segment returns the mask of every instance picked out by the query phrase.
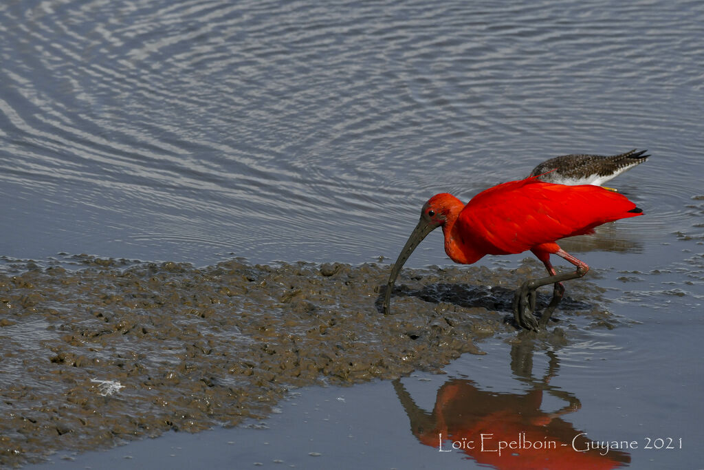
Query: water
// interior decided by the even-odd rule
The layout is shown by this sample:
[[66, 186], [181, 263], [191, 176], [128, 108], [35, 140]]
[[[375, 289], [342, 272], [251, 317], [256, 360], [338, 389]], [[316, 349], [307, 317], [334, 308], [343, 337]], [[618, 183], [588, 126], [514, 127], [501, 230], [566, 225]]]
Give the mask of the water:
[[[653, 412], [622, 426], [658, 433], [674, 393], [668, 430], [698, 442], [703, 24], [686, 1], [6, 1], [0, 256], [388, 262], [436, 192], [648, 149], [610, 185], [646, 216], [564, 245], [632, 326], [560, 353], [560, 378], [601, 392], [604, 361], [572, 361], [603, 347], [629, 390], [609, 396]], [[449, 262], [434, 233], [408, 266]], [[566, 419], [614, 424], [593, 410]]]

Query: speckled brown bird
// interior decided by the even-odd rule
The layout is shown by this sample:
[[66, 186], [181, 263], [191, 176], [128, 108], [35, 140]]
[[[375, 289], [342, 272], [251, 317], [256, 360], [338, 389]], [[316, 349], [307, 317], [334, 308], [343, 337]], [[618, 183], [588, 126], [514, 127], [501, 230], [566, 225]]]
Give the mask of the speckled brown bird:
[[634, 149], [625, 154], [608, 156], [576, 154], [556, 156], [533, 168], [530, 176], [560, 185], [601, 186], [647, 160], [650, 155], [645, 155], [646, 151], [636, 151]]

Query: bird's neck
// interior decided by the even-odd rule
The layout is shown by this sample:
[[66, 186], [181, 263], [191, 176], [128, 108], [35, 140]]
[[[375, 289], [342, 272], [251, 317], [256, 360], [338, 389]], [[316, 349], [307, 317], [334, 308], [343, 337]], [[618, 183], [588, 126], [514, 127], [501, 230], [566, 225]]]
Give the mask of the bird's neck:
[[445, 252], [450, 259], [460, 264], [472, 264], [479, 260], [486, 254], [485, 252], [477, 250], [472, 241], [472, 233], [466, 233], [457, 224], [460, 213], [465, 208], [459, 199], [457, 204], [453, 204], [446, 215], [446, 221], [442, 226], [443, 235], [445, 235]]
[[477, 260], [471, 260], [467, 256], [467, 247], [463, 234], [455, 225], [460, 213], [465, 208], [465, 204], [456, 198], [451, 203], [448, 202], [446, 204], [446, 220], [442, 226], [443, 235], [445, 236], [445, 252], [455, 263], [462, 264], [474, 263]]

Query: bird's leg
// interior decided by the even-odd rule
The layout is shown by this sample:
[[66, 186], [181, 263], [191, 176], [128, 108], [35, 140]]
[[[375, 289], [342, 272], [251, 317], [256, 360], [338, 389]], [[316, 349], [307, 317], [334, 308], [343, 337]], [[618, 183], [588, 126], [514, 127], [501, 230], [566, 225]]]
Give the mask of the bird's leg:
[[[586, 264], [579, 261], [565, 250], [560, 249], [555, 253], [558, 256], [564, 258], [577, 266], [577, 271], [574, 273], [565, 273], [565, 274], [557, 274], [555, 268], [550, 264], [549, 255], [546, 256], [539, 256], [539, 258], [545, 264], [545, 267], [551, 276], [539, 279], [528, 280], [523, 283], [520, 288], [516, 291], [516, 295], [513, 297], [513, 316], [518, 325], [527, 330], [537, 330], [540, 327], [544, 327], [548, 324], [551, 315], [555, 308], [560, 303], [565, 292], [565, 287], [560, 283], [564, 280], [570, 280], [581, 278], [589, 271], [589, 266]], [[546, 261], [547, 260], [547, 261]], [[555, 284], [553, 290], [553, 299], [550, 304], [543, 312], [541, 316], [540, 323], [533, 315], [535, 311], [536, 303], [536, 289], [547, 285], [548, 284]]]
[[[577, 258], [574, 259], [577, 259]], [[546, 269], [548, 270], [548, 274], [551, 276], [558, 275], [557, 272], [555, 271], [555, 268], [553, 267], [552, 264], [550, 262], [549, 254], [542, 261], [543, 264], [545, 264]], [[585, 264], [584, 266], [586, 265]], [[587, 267], [587, 269], [589, 269], [589, 266]], [[535, 291], [534, 291], [534, 292]], [[558, 304], [560, 303], [560, 301], [562, 299], [562, 295], [564, 294], [565, 286], [562, 285], [562, 283], [559, 282], [555, 283], [555, 287], [553, 288], [553, 298], [551, 299], [550, 304], [548, 304], [548, 307], [543, 311], [543, 314], [540, 316], [540, 321], [539, 321], [540, 326], [547, 326], [548, 321], [550, 320], [551, 315], [553, 314], [553, 312], [555, 311], [555, 307], [558, 307]]]

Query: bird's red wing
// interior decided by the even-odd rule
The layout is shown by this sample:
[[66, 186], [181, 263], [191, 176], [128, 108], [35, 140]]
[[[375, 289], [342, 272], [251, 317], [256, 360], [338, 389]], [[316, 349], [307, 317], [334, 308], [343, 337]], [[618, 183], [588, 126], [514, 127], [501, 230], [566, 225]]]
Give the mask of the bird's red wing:
[[598, 186], [527, 178], [479, 193], [463, 209], [458, 224], [463, 242], [473, 249], [508, 254], [639, 215], [629, 212], [635, 209], [624, 196]]

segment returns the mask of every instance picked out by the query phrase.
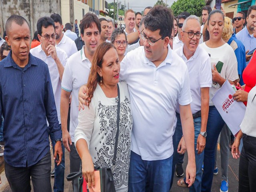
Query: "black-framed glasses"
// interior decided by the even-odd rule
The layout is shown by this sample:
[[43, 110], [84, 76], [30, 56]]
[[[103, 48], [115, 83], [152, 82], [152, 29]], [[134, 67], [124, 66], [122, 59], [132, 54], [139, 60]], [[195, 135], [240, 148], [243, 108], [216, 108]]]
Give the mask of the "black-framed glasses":
[[178, 26], [179, 28], [182, 28], [182, 26], [183, 26], [183, 23], [178, 23]]
[[123, 41], [122, 42], [121, 42], [121, 41], [114, 41], [114, 42], [116, 42], [116, 45], [118, 47], [120, 46], [122, 44], [123, 46], [125, 47], [126, 46], [127, 46], [127, 44], [128, 44], [128, 42], [126, 41]]
[[197, 39], [200, 39], [200, 38], [201, 38], [201, 37], [202, 37], [202, 35], [203, 34], [202, 34], [200, 33], [199, 32], [194, 33], [194, 32], [187, 32], [186, 31], [182, 31], [183, 32], [185, 32], [185, 33], [187, 33], [188, 34], [188, 38], [190, 39], [193, 38], [194, 36], [196, 35], [196, 37]]
[[240, 20], [241, 20], [242, 19], [244, 19], [243, 17], [234, 17], [234, 21], [236, 21], [236, 20], [237, 19], [238, 21], [240, 21]]
[[141, 35], [141, 38], [142, 39], [142, 40], [144, 41], [146, 41], [146, 40], [147, 40], [148, 41], [148, 44], [150, 45], [151, 46], [154, 46], [154, 43], [156, 42], [157, 41], [158, 41], [158, 40], [160, 40], [162, 38], [162, 37], [161, 37], [157, 40], [156, 40], [155, 41], [153, 41], [150, 38], [148, 38], [147, 37], [146, 37], [146, 35], [145, 35], [145, 34], [142, 33], [142, 31], [143, 31], [143, 30], [144, 30], [144, 29], [143, 29], [143, 30], [142, 31], [141, 31], [141, 32], [140, 32], [140, 35]]
[[46, 40], [49, 40], [50, 37], [51, 37], [52, 39], [56, 39], [56, 34], [52, 34], [52, 35], [45, 35], [44, 36], [41, 35], [39, 35], [44, 38]]

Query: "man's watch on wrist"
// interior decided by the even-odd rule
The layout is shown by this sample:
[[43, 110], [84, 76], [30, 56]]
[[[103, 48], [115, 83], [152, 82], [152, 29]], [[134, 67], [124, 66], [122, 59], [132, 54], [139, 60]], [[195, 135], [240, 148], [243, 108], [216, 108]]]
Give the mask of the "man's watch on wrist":
[[57, 141], [60, 141], [60, 142], [61, 143], [62, 143], [62, 138], [61, 138], [60, 139], [56, 139], [54, 141], [55, 142], [55, 143], [56, 143], [57, 142]]
[[203, 137], [204, 137], [205, 138], [206, 137], [206, 136], [207, 135], [207, 133], [206, 133], [206, 131], [205, 131], [204, 132], [202, 132], [200, 131], [200, 132], [199, 133], [199, 134], [200, 134], [201, 135], [202, 135]]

Exercise prompt >>
Starting at the beginning of the records and ending after the line that contains "151], [636, 151]]", reproduce those lines, substituting "example" for every "sample" and changing nothing else. Leave out the pictures.

Task response >>
segment returns the mask of every instance picked out by the query phrase.
Query: water
// interior decided by the even-odd rule
The layout is shown by this example:
[[66, 186], [181, 263], [191, 176], [128, 108], [35, 140]]
[[[375, 289], [342, 272], [251, 317], [256, 360], [338, 389]], [[316, 349], [307, 317], [334, 308], [343, 337]], [[618, 183], [588, 126], [514, 127], [501, 230], [566, 225]]]
Give the mask of the water:
[[[653, 412], [622, 426], [658, 433], [674, 393], [668, 430], [698, 442], [703, 24], [686, 1], [6, 1], [0, 256], [388, 262], [436, 192], [648, 149], [610, 185], [646, 216], [564, 245], [632, 326], [560, 353], [560, 378], [601, 392], [604, 361], [572, 361], [603, 347], [629, 390], [609, 396]], [[449, 262], [434, 233], [408, 266]], [[566, 419], [614, 424], [593, 410]]]

Query: speckled brown bird
// interior decided by the even-odd rule
The layout is shown by this example:
[[66, 186], [181, 263], [191, 176], [128, 108], [35, 140]]
[[[375, 289], [342, 272], [251, 317], [256, 360], [338, 389]], [[316, 349], [307, 317], [334, 308], [343, 337]], [[618, 183], [588, 126], [514, 127], [501, 230], [566, 225]]]
Give the mask of the speckled brown bird:
[[634, 149], [625, 154], [608, 156], [576, 154], [556, 156], [533, 168], [530, 176], [560, 185], [601, 186], [647, 160], [650, 155], [645, 155], [646, 151], [636, 151]]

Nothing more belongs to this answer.